┌─ Listed entries
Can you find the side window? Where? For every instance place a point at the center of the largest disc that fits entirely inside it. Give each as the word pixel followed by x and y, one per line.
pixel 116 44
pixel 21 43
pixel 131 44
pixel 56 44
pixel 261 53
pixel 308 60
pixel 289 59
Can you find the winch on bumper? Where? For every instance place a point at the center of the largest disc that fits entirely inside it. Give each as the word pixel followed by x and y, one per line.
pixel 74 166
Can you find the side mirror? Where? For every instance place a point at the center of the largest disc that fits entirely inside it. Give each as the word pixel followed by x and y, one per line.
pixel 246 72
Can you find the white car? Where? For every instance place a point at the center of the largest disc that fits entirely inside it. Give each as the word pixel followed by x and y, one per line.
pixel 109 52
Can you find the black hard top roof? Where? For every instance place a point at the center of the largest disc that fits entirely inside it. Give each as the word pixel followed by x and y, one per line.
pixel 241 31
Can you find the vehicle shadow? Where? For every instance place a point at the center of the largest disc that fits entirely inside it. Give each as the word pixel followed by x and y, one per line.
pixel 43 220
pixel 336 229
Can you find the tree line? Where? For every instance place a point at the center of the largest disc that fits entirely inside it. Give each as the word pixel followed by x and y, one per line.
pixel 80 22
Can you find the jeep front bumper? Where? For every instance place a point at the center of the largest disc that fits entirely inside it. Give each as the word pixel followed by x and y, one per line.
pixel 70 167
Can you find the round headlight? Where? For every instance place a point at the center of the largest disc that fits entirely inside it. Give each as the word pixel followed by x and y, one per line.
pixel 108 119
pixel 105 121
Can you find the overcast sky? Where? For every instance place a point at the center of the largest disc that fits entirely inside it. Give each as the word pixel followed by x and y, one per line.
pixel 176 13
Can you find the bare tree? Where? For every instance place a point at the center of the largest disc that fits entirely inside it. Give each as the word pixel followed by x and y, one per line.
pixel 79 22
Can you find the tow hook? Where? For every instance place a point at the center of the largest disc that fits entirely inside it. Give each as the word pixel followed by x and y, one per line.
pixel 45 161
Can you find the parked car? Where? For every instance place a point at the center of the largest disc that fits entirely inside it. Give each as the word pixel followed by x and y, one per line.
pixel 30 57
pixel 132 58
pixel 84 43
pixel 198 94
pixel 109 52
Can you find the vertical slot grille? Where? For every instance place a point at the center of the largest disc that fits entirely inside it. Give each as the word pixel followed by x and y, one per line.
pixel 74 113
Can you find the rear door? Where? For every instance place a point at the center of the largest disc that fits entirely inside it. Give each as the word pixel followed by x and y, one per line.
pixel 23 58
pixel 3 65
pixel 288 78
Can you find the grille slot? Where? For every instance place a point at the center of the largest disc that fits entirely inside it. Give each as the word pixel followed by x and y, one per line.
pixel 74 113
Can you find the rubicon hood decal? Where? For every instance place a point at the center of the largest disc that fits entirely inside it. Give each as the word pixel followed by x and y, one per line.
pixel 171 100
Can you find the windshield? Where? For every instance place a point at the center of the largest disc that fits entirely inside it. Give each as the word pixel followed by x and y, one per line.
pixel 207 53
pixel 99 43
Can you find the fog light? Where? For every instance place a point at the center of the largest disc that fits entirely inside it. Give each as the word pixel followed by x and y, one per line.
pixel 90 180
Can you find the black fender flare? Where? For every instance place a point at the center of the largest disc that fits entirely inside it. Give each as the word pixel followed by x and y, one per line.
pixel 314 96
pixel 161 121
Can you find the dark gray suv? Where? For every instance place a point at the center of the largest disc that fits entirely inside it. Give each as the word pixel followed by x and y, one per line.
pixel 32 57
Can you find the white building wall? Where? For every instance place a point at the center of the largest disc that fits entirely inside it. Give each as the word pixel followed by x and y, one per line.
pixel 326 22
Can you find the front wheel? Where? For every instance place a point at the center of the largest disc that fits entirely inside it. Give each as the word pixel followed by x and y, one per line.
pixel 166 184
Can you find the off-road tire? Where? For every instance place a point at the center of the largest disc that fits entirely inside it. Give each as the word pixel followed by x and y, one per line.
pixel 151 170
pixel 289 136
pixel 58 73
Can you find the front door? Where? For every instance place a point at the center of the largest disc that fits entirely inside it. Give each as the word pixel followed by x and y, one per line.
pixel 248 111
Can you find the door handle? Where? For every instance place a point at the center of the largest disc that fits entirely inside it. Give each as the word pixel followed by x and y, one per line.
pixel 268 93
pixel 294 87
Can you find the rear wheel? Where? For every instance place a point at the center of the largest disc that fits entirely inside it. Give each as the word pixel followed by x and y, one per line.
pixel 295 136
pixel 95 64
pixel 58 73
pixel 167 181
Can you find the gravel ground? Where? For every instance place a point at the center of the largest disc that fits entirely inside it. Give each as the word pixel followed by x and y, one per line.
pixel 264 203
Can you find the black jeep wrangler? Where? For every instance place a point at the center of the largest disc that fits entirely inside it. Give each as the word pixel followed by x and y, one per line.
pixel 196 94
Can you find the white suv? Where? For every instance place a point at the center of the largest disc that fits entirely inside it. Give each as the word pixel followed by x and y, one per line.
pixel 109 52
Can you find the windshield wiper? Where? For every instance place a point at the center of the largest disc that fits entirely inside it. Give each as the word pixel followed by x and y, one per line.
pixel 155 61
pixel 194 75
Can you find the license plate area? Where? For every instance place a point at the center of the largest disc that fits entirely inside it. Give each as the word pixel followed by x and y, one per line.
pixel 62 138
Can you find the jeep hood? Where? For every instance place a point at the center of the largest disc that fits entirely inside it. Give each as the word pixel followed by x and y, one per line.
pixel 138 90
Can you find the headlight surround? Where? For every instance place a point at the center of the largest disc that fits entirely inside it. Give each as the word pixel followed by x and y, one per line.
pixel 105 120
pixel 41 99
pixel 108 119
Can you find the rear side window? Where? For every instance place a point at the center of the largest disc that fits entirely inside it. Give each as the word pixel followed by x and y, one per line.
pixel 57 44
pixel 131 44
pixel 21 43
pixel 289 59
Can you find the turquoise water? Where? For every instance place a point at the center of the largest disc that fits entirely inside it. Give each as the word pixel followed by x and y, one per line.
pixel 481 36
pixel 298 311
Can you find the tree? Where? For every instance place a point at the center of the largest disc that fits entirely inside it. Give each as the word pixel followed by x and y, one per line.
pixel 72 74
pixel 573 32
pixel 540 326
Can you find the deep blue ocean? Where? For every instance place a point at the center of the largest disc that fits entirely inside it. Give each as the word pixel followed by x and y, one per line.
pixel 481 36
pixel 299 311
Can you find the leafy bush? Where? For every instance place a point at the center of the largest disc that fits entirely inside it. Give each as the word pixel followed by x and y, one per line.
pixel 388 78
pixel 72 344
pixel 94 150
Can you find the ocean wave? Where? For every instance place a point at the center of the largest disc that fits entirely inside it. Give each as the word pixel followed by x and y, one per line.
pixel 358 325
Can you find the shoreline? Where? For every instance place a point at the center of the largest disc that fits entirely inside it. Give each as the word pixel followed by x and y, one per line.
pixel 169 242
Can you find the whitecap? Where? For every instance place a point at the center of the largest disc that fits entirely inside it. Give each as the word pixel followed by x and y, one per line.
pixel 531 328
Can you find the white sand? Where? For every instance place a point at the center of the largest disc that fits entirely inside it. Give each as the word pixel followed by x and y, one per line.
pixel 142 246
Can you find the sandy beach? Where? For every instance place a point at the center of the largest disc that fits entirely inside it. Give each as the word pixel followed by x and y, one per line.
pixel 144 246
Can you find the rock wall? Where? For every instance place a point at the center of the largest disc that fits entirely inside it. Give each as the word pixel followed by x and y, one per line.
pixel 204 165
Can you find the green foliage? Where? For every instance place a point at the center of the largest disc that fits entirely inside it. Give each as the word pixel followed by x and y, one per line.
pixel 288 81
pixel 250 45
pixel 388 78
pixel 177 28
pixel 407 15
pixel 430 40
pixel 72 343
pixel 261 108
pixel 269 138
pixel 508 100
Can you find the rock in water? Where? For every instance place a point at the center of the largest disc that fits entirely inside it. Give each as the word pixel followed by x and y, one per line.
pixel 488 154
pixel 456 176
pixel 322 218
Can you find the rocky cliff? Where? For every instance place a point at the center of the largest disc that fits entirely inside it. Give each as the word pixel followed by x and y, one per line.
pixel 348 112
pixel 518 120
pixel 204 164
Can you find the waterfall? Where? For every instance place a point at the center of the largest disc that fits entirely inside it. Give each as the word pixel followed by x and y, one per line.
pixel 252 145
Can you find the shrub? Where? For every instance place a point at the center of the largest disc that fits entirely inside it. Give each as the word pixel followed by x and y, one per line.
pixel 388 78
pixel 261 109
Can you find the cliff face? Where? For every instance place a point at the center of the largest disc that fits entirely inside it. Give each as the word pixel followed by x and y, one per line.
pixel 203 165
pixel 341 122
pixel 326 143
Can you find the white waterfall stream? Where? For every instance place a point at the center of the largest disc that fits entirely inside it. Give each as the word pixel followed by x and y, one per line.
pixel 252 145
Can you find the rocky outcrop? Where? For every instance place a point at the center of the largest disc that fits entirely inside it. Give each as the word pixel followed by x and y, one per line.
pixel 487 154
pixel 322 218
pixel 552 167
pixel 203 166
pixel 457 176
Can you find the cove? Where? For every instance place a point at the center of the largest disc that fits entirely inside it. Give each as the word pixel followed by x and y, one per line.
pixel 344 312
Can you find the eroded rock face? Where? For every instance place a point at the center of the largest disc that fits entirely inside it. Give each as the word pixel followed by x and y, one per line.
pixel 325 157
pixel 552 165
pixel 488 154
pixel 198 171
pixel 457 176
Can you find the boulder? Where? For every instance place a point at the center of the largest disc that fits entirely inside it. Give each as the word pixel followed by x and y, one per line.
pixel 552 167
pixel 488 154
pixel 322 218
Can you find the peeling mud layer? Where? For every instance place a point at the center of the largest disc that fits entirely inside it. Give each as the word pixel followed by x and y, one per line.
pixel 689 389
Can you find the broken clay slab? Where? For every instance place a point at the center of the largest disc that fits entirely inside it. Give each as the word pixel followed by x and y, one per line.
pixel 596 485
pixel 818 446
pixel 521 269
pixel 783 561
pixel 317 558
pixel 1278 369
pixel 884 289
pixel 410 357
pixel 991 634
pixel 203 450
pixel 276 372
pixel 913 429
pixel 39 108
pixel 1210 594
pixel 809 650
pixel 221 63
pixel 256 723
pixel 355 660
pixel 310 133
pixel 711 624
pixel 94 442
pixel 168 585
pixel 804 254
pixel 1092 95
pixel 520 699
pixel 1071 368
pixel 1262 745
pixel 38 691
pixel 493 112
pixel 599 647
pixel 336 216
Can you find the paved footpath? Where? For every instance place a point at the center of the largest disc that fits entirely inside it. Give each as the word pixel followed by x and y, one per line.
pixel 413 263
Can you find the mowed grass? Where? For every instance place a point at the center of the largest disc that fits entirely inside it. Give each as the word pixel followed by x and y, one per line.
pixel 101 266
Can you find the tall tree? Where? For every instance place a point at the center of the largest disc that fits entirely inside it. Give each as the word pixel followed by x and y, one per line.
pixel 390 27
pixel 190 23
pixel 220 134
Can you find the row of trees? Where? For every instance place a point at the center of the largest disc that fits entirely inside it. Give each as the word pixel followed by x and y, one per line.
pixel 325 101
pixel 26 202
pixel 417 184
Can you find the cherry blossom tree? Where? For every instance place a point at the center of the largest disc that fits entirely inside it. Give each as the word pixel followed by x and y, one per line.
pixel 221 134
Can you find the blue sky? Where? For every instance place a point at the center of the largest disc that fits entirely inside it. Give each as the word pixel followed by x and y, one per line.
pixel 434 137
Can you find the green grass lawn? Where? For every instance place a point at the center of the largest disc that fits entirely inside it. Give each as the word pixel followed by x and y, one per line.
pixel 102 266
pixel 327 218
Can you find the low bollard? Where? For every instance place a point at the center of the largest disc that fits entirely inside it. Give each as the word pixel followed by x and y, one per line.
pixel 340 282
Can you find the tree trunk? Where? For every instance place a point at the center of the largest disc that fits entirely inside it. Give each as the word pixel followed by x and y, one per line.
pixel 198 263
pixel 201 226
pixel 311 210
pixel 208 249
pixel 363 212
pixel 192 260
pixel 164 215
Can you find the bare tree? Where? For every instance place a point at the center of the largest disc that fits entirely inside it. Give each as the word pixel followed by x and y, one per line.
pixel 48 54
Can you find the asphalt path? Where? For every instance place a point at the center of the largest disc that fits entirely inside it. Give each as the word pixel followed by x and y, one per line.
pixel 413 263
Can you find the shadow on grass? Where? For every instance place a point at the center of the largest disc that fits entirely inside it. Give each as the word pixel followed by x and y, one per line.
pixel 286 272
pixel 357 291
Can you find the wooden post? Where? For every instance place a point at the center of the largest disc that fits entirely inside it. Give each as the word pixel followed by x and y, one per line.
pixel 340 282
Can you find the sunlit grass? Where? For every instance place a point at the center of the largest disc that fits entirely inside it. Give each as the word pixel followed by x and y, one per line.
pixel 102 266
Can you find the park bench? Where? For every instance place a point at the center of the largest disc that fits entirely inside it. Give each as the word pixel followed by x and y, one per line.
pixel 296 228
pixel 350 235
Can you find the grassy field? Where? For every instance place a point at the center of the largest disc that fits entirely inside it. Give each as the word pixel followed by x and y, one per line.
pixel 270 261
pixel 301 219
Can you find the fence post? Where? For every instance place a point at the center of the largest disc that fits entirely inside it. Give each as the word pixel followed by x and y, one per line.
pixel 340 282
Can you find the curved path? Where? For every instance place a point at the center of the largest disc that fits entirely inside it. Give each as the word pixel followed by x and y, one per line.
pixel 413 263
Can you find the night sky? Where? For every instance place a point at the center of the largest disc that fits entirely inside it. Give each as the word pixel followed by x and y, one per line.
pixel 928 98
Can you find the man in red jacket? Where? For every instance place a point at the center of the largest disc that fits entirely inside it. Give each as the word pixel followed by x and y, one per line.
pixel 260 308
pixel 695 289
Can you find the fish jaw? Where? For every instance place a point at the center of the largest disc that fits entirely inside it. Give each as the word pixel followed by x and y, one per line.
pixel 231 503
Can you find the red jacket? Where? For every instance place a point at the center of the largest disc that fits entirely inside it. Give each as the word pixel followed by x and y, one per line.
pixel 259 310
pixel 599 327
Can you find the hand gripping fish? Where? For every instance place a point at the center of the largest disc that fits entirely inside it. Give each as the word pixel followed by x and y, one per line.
└─
What you are asked to do
Can you write out the stretch from the line containing "Can you find the front wheel?" through the line containing "pixel 166 184" again, substituting "rear wheel" for "front wheel" and keeping everything else the same?

Task answer
Can you find the rear wheel? Where? For every instance place a point at the center of the largest disc that fits entirely inside it. Give each as the word pixel followed by x and y, one per line.
pixel 166 184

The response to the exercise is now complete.